▶ [WHAT IS NEEDED]
Select, from the material below, each line with "wearing" in it.

◇ ◇ ◇ ◇ ◇

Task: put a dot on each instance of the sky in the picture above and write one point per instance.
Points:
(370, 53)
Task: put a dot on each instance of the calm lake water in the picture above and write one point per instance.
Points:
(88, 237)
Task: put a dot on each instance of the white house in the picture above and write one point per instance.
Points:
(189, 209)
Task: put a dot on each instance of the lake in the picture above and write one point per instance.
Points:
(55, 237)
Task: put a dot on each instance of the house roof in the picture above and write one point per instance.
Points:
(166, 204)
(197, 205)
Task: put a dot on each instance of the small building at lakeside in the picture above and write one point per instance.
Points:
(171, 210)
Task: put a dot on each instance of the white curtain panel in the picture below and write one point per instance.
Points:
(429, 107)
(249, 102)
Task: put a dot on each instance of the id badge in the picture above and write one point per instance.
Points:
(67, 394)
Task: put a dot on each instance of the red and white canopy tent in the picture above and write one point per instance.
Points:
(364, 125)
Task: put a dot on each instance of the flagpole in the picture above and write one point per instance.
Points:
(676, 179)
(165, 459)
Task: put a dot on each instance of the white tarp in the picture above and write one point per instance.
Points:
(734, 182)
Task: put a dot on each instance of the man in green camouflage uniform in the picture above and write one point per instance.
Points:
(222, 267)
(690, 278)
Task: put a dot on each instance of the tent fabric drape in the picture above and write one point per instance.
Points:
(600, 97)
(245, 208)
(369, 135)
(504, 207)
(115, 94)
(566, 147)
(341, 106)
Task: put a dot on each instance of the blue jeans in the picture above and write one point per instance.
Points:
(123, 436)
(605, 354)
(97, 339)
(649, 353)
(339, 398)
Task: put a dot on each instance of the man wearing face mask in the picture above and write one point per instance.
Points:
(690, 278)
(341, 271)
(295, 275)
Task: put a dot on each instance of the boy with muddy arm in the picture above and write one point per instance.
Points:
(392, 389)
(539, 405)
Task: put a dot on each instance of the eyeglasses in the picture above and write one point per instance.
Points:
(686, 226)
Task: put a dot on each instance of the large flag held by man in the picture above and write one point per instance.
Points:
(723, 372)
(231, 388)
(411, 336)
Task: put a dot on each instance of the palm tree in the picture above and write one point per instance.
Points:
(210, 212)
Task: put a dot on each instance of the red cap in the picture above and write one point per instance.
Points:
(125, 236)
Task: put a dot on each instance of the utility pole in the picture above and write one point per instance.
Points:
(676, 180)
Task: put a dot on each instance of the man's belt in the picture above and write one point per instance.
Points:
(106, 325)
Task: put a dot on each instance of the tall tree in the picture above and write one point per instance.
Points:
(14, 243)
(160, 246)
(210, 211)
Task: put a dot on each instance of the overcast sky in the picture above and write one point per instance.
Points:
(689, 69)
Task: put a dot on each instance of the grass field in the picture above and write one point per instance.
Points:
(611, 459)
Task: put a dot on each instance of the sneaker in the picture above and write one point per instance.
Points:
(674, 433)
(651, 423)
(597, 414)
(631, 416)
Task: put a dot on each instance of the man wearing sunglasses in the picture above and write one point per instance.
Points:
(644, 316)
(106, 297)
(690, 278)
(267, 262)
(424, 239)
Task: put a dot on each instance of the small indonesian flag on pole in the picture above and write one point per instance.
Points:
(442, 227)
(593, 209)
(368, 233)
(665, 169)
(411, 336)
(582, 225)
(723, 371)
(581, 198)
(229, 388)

◇ ◇ ◇ ◇ ◇

▶ [SOLUTION FOR THIS TASK]
Task: put a dot on each instance of the man wearing face mask in the picture above and write one point per instance.
Task: put a dot on each instance of the man wearing sunglasses in the picture above and write one point per instance.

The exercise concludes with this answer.